------ Text section ------

[ceph-users] Re: About lost disk with erasure code

2023-12-26 Thread Janne Johansson
Den tis 26 dec. 2023 kl 08:45 skrev Phong Tran Thanh :
>
> Hi community,
>
> I am running ceph with block rbd with 6 nodes, erasure code 4+2 with
> min_size of pool is 4.
>
> When three osd is down, and an PG is state down, some pools is can't write
> data, suppose three osd can't start and pg stuck in down state, how i can
> delete or recreate pg to replace down pg or another way to allow pool to
> write/read data?


Depending on how the data is laid out in this pool, you might lose
more or less all data from it.

RBD images get split into pieces of 2 or 4M sizes, so that those
pieces end up on different PGs,
which in turn makes them end up on different OSDs and this allows for
load balancing over the'
whole cluster, but also means that if you lose some PGs on a 40G RBD
image (made up of 10k
pieces), chances are very high that the lost PG did contain one or
more of those 10k pieces.

So lost PGs would probably mean that every RBD image of decent sizes
will have holes in them,
and how this affects all the instances that mount the images will be
hard to tell.
If at all possible, try to use the offline OSD tools to try to get
this PG out of one of the bad OSDs.

https://hawkvelt.id.au/post/2022-4-5-ceph-pg-export-import/ might
help, to see how to run
the export + import commands.

If you can get it out, it can be injected (imported) into any other
running OSD and then replicas
will be recreated and moved to where they should be.

If you have disks to spare, make sure to do full copies of the broken
OSDs and work in the copies
instead, to maximize the chances of restoring your data.

If you are very sure that these three OSDs are never coming back, and
have marked the OSDs
as lost, then I guess

ceph pg force_create_pg 

would be the next step to have the cluster create empty PGs to replace
the lost ones, but I would
consider this only after trying all the possible options for repairing
at least one of the OSDs that held
the PGs that are missing.

------

Set task A:
Answer these questions about the mailing-list thread:
(i) What erasure code layout does the original poster use?
(ii) Into pieces of what sizes are RBD images split?
(iii) Which command does the reply name for having the cluster create empty PGs?
Set task B:
Reproduce the part of the mailing-list thread between "So lost PGs" and "hard to tell.", inclusive.
Set task C:
Resume the mailing-list thread, continuing the reply from its last sentence.
The listing comes from a source separate from the mailing-list thread.

------ Information shown ------

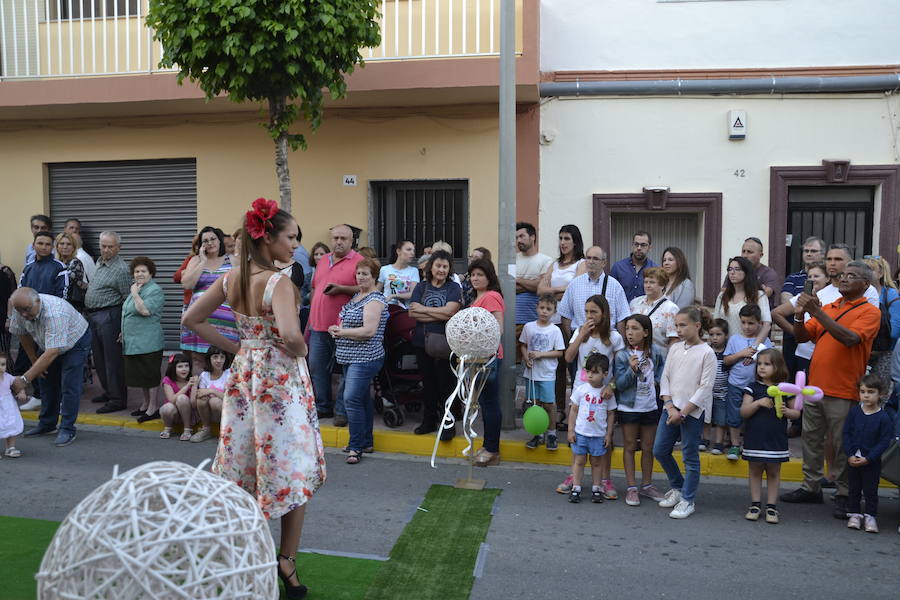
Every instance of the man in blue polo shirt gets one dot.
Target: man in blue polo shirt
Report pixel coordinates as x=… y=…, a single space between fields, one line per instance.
x=630 y=271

------

Answer A:
(i) 4+2
(ii) 2 or 4M
(iii) ceph pg force_create_pg

Answer B:
So lost PGs would probably mean that every RBD image of decent sizes
will have holes in them,
and how this affects all the instances that mount the images will be
hard to tell.

Answer C:
--
May the most significant bit of your life be positive.
___
ceph-users mailing list -- ceph-users@ceph.io
To unsubscribe send an email to ceph-users-le...@ceph.io


[ceph-users] Re: About lost disk with erasure code

2023-12-26 Thread Phong Tran Thanh
Thank you for your knowledge. I have a question. Which pool is affected
when the PG is down, and how can I show it?
When a PG is down, is only one pool affected or are multiple pools affected?


Vào Th 3, 26 thg 12, 2023 vào lúc 16:15 Janne Johansson <
icepic...@gmail.com> đã viết:

> Den tis 26 dec. 2023 kl 08:45 skrev Phong Tran Thanh <
> tranphong...@gmail.com>:
> >
> > Hi community,
> >
> > I am running ceph with block rbd with 6 nodes, erasure code 4+2 with
> > min_size of pool is 4.
> >
> > When three osd is down, and an PG is state down, some pools is can't
> write
> > data, suppose three osd can't start and pg stuck in down state, how i can
> > delete or recreate pg to replace down pg or another way to allow pool to
> > write/read data?
>
>
> Depending on how the data is laid out in this pool, you might lose
> more or less all data from it.
>
> RBD images get split into pieces of 2 or 4M sizes, so that those
> pieces end up on different PGs,
> which in turn makes them end up on different OSDs and this allows for
> load balancing over the'
> whole cluster, but also means that if you lose some PGs on a 40G RBD
> image (made up of 10k
> pieces), chances are very high that the lost PG did contain one or
> more of those 10k pieces.
>
> So lost PGs would probably mean that every RBD image of decent sizes
> will have holes in them,
> and how this affects all the instances that mount the images will be
> hard to tell.
> If at all possible, try to use the offline OSD tools to try to get
> this PG out of one of the bad OSDs.
>
> https://hawkvelt.id.au/post/2022-4-5-ceph-pg-export-import/ might
> help, to see how to run
> the export + import commands.
>
> If you can get it out, it can be injected (imported) into any other
> running OSD and then replicas
> will be recreated and moved to where they should be.
>
> If you have disks to spare, make sure to do full copies of the broken
> OSDs and work in the copies
> instead, to maximize the chances of restoring your data.
>
> If you are very sure that these three OSDs are never coming back, and
> have marked the OSDs
> as lost, then I guess
>
> ceph pg force_create_pg 
>
> would be the next step to have the cluster create empty PGs to replace
> the lost ones, but I would
> consider this only after trying all the possible options for repairing
> at least one of the OSDs that held
> the PGs that are missing.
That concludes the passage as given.